__WORK ITEM A__. In the clinical trial data text, what is the standard format for clinical research data?
__WORK ITEM B__. Extract word for word the stretch of the clinical trial data text from "Are standard data" through "in other locations?".

__EXCERPTED TEXT__.
==============================

The raw clinical data of a patient in a trial (called source data in clinical research) are entered into a case-report form (CRF). The purpose of this two-step process is to make sure that all required data are collected and that they are entered correctly. Many clinical trials now use electronic CRFs or electronic data capture (EDC). But these tools are still surprisingly difficult to use and more expensive than paper-based solutions, so that many trials stick to paper CRFs and enter the data into a computer at a later stage. It also doesn't help that the EDC market is very fragmented, so that institutions have to learn to use several different tools.

Are standard data formats and standard tools (preferably as open source software) available?
Clinical Data Interchange Standard (CDISC) is the standard format for clinical research data. OpenClinica and Clinical Trials Management System of CaBIG are two examples of Open Source tools for clinical research.

Do you regularly collaborate with scientists in other locations?
Most clinical trials are multicenter trials that are conducted in different locations, often even in different countries or continents. The coordination of the different trial locations uses email and web conferencing, but often relies more on human resources than on modern Web 2.0 tools.

==============================

__PROVIDED INFORMATION__.
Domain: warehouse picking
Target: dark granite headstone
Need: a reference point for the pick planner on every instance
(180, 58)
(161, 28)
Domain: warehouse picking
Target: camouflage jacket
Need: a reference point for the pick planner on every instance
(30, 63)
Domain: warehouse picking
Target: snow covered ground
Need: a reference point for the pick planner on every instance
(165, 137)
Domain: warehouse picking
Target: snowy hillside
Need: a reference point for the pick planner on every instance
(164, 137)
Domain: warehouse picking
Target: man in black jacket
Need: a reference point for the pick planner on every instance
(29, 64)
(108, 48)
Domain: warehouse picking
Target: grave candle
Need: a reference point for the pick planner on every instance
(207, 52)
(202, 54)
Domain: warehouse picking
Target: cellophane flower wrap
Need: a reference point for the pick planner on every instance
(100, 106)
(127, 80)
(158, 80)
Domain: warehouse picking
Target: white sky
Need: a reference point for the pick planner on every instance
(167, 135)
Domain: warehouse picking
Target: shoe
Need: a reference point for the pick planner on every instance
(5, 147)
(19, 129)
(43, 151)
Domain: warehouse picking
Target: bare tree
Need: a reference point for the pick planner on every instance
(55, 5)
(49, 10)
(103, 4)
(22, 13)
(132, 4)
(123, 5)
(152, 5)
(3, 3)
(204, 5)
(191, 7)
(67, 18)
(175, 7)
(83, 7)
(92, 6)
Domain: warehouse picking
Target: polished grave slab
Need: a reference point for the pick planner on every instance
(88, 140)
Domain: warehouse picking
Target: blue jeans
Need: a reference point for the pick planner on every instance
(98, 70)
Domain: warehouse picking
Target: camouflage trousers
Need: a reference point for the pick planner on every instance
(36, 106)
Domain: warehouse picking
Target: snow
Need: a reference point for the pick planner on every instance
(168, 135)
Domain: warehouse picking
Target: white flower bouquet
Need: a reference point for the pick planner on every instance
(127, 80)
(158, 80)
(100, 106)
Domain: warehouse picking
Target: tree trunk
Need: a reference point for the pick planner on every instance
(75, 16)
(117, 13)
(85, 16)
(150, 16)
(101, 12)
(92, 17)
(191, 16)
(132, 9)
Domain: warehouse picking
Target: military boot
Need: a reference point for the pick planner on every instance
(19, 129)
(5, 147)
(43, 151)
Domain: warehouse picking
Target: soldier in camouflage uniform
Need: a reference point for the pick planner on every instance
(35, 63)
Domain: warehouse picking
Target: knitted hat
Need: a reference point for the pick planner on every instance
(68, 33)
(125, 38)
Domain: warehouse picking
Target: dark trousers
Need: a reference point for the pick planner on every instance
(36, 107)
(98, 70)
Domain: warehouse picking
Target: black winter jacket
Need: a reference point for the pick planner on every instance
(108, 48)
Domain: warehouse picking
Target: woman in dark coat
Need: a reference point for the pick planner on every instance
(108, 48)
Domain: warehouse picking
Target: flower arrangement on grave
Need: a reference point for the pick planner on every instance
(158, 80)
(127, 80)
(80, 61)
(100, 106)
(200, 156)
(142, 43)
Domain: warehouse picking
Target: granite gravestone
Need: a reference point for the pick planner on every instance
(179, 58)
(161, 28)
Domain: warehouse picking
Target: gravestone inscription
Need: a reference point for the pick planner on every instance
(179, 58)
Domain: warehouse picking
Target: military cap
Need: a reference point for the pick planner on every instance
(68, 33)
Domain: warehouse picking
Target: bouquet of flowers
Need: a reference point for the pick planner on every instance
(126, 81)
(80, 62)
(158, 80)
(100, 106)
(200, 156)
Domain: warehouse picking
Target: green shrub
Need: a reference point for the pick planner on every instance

==============================

__REPLY A__. Clinical Data Interchange Standard (CDISC).

__REPLY B__.
Are standard data formats and standard tools (preferably as open source software) available?
Clinical Data Interchange Standard (CDISC) is the standard format for clinical research data. OpenClinica and Clinical Trials Management System of CaBIG are two examples of Open Source tools for clinical research.

Do you regularly collaborate with scientists in other locations?